§ TEXTO DADO:

Perder el hogar. Sobre eso trata este testimonio de la periodista venezolana Ileana García Mora. Residenciada en Ciudad de México, salió de su apartamento la mañana del 19 de septiembre. Ese día, de resonancias trágicas para los mexicanos, un terremoto acabó con la vida de más de 300 personas, y con la casa de muchos más que, como ella y su esposo, debieron arriesgarse a rescatar sus pertenencias sin saber si la tierra volvería a crujir.
Fotos: Lord Comepiña / Gerardo Alvarez
A las 7:45 am del martes 19 de septiembre salí de mi departamento rumbo al trabajo, como todos los días. Me levanté del lado derecho de la cama. Desde la noche anterior, había seleccionado la ropa; algo cómodo porque ese 19 de septiembre, como se hace cada año, tendríamos el macro simulacro nacional de sismo, en honor a que se cumplían 32 años del terremoto de 1985, que arrasó con buena parte de la Ciudad de México. Me puse un pantalón negro, una blusa amarilla que tiene un cinturón marrón y unos botines café que combinaban. La cartera era negra, la misma que usé el día anterior.

§ EJERCICIOS:
#1 Copia otra vez el testimonio desde "Perder el hogar." hasta "volvería a crujir.", pero cambia "apartamento" por "departamento".
#2 Responde estas preguntas con datos del testimonio:
(a) ¿A qué hora salió la autora de su departamento el 19 de septiembre?
(b) ¿Cuántas personas murieron en el terremoto de ese día?
(c) ¿Cuántos años se cumplían del terremoto de 1985?

§ MATERIAL ENTREGADO:
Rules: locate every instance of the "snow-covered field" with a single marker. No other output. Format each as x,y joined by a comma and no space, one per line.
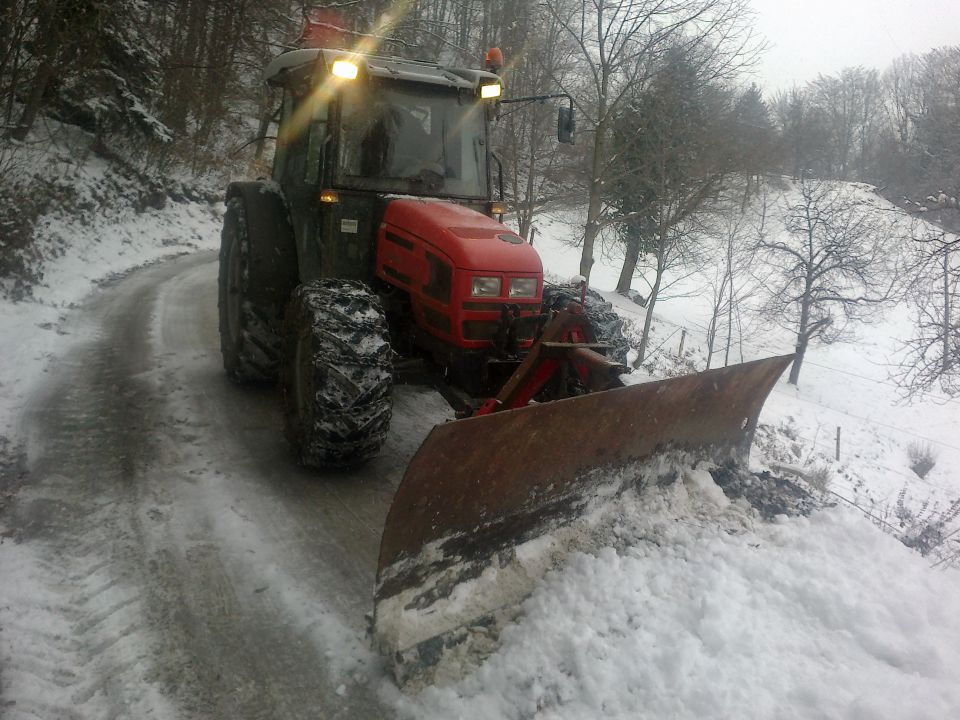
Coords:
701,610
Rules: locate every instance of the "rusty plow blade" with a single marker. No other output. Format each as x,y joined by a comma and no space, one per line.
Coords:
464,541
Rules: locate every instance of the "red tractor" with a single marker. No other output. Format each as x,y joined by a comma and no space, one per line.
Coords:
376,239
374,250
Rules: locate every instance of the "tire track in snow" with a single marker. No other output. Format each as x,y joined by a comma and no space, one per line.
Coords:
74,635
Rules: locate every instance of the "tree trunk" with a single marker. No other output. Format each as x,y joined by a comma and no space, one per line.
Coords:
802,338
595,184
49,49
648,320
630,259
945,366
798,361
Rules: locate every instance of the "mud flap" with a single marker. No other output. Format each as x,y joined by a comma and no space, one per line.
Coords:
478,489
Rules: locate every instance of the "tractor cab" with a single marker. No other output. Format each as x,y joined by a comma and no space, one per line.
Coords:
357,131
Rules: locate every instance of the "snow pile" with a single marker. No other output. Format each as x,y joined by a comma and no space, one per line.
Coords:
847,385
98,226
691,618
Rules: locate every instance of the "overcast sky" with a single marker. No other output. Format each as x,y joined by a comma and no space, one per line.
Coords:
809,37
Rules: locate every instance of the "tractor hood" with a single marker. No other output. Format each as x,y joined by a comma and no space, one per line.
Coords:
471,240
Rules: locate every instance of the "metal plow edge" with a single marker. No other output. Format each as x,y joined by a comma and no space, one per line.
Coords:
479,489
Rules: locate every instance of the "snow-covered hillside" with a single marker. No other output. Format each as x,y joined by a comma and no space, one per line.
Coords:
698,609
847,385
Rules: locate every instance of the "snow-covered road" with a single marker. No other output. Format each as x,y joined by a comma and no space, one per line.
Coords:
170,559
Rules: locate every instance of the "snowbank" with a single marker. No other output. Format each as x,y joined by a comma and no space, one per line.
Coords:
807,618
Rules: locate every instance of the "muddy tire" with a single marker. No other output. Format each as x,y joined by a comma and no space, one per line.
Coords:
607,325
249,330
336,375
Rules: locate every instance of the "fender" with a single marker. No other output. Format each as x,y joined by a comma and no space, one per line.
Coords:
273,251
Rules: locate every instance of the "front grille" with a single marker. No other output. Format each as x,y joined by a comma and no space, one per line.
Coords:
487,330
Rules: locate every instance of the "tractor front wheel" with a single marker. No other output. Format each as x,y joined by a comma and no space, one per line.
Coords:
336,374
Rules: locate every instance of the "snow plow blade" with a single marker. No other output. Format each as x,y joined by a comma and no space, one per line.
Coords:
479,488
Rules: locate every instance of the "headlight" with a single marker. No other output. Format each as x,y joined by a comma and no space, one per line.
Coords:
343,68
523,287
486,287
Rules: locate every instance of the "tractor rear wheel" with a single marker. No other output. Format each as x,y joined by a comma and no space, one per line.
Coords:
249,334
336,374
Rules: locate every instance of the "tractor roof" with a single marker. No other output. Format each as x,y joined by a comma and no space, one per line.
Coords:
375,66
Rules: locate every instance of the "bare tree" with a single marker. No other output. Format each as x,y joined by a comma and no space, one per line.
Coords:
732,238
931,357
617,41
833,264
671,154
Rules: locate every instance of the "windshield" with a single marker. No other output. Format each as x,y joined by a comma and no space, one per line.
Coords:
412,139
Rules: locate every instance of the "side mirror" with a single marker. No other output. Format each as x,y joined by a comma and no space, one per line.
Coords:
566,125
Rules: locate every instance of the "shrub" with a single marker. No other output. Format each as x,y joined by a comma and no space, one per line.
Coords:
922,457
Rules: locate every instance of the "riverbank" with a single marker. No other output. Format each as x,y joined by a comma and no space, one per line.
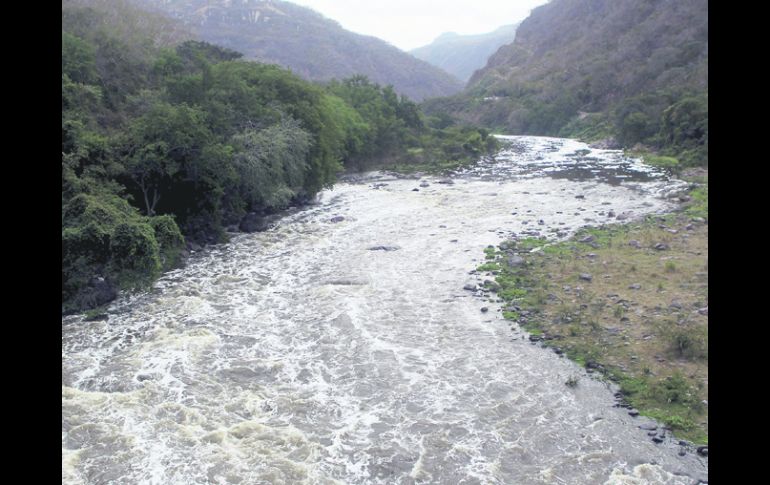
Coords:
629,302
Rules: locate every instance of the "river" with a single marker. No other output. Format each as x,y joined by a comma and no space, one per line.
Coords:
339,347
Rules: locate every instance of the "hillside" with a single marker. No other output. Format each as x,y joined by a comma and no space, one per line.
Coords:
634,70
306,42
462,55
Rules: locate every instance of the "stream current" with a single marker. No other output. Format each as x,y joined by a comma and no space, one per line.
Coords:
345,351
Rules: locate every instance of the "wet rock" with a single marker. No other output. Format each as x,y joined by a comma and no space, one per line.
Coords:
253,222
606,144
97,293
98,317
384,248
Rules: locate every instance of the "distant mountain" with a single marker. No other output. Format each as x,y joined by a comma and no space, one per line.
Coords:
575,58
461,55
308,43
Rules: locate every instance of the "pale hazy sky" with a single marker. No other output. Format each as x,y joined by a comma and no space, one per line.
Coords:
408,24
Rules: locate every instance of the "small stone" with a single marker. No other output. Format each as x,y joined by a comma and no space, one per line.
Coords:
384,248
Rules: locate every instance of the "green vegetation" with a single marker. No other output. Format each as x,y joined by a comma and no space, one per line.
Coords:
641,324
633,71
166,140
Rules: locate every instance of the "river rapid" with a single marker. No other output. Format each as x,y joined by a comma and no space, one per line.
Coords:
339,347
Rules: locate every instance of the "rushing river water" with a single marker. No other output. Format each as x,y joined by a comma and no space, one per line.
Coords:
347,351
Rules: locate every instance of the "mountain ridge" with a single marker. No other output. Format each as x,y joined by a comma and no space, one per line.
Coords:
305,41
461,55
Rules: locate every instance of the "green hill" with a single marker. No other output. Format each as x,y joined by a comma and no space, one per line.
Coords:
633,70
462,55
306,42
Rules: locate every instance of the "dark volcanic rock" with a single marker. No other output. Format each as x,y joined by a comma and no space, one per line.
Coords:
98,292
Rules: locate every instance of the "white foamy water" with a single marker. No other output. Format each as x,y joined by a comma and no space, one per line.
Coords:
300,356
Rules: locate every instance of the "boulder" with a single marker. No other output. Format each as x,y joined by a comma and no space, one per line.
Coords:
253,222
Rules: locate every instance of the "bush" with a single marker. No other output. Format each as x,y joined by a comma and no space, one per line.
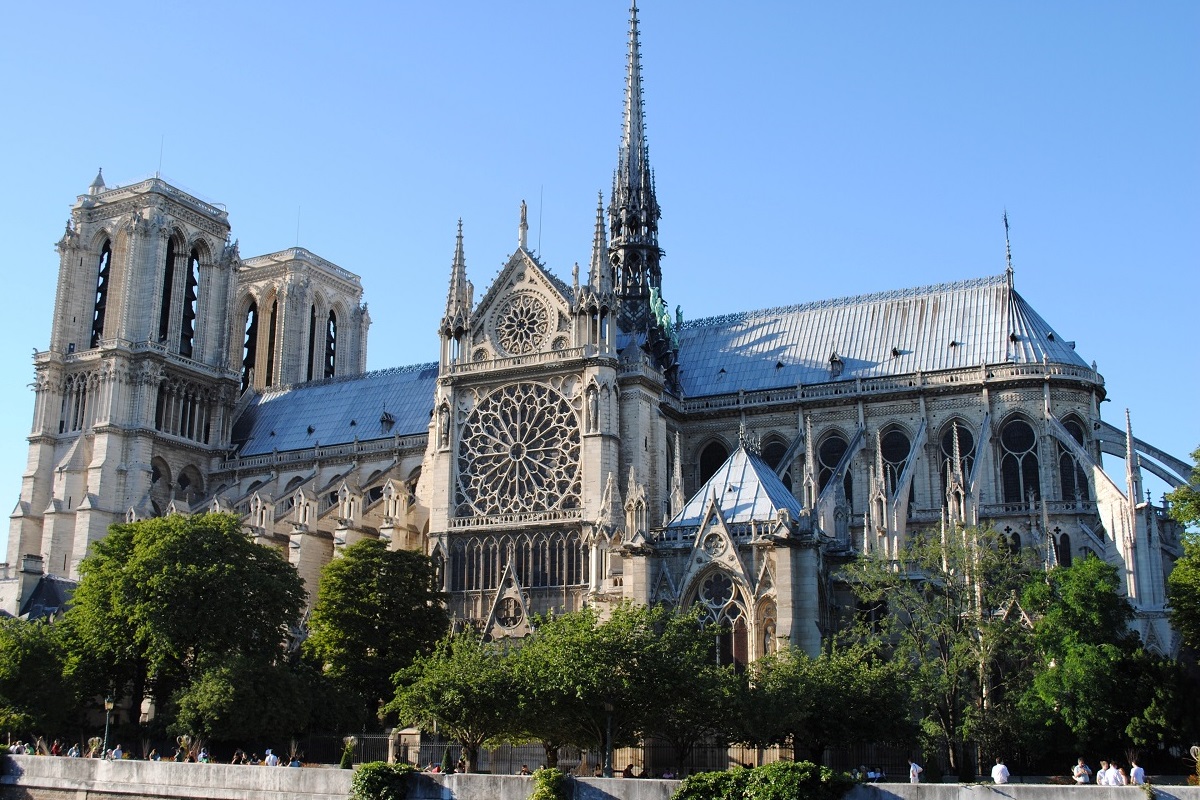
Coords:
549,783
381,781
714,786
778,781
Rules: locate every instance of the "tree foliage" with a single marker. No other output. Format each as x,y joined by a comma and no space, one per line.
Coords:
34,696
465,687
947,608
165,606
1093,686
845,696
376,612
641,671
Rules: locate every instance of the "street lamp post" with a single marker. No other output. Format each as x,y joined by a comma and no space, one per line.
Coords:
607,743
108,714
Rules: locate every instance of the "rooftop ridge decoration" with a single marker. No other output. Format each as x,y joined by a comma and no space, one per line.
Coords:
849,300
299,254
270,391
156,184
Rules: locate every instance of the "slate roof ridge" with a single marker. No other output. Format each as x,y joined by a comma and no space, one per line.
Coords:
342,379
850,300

§ RESPUESTAS DEL EJERCICIO:
#1
Perder el hogar. Sobre eso trata este testimonio de la periodista venezolana Ileana García Mora. Residenciada en Ciudad de México, salió de su departamento la mañana del 19 de septiembre. Ese día, de resonancias trágicas para los mexicanos, un terremoto acabó con la vida de más de 300 personas, y con la casa de muchos más que, como ella y su esposo, debieron arriesgarse a rescatar sus pertenencias sin saber si la tierra volvería a crujir.

#2
(a) A las 7:45 am.
(b) Más de 300 personas.
(c) 32 años.